YOUR TASK
Reproduce the listing line for line, from its beginning through the line containing "box: [607, 144, 644, 224]", including both of those ends. Omit the pictures from your reproduction.

═══ MATERIAL FOR THIS EXERCISE ═══

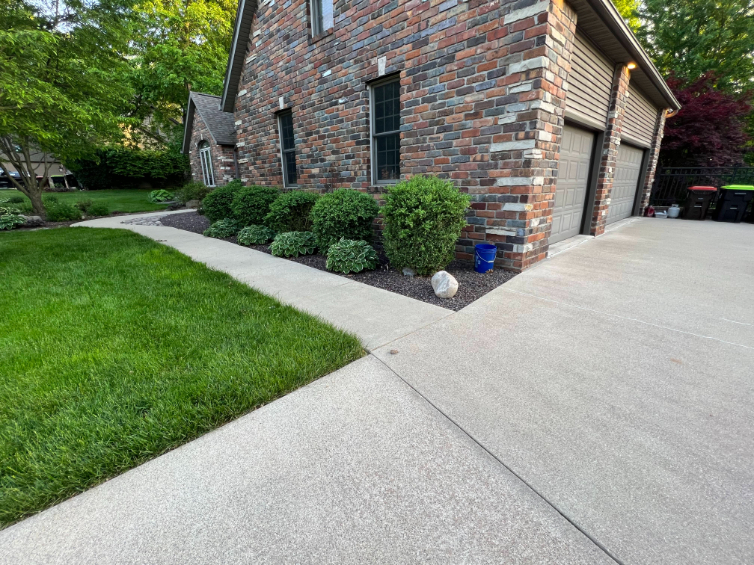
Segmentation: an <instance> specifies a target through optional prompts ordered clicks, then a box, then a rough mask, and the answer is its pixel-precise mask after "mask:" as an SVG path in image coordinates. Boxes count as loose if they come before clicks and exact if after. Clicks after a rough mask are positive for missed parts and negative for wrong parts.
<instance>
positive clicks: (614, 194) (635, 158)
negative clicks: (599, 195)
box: [607, 144, 644, 224]
mask: <svg viewBox="0 0 754 565" xmlns="http://www.w3.org/2000/svg"><path fill="white" fill-rule="evenodd" d="M643 157H644V150H643V149H639V148H638V147H631V146H630V145H624V144H621V145H620V146H619V147H618V159H617V161H616V163H615V178H614V180H613V191H612V193H611V194H610V207H609V208H608V209H607V223H608V224H612V223H613V222H617V221H618V220H622V219H623V218H628V217H629V216H630V215H631V214H633V211H634V202H636V189H637V187H638V186H639V177H640V176H641V161H642V158H643Z"/></svg>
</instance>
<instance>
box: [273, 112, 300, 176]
mask: <svg viewBox="0 0 754 565" xmlns="http://www.w3.org/2000/svg"><path fill="white" fill-rule="evenodd" d="M278 128H279V129H280V152H281V158H282V161H283V184H284V185H285V186H295V185H296V184H298V174H297V173H296V141H295V139H294V137H293V113H292V112H290V111H288V112H281V113H280V114H278Z"/></svg>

═══

ANSWER TO THIS TASK
Segmentation: an <instance> specifies a target through optional prompts ordered clicks, then a box, then a rough mask, and the answer is its pixel-precise mask after "mask:" as an SVG path in image coordinates. Boxes count as loose if they come before clicks and exact if after. Clicks after a rough mask are positive for missed parts and negative for wrong parts.
<instance>
positive clicks: (614, 194) (635, 158)
negative clicks: (599, 195)
box: [607, 144, 644, 224]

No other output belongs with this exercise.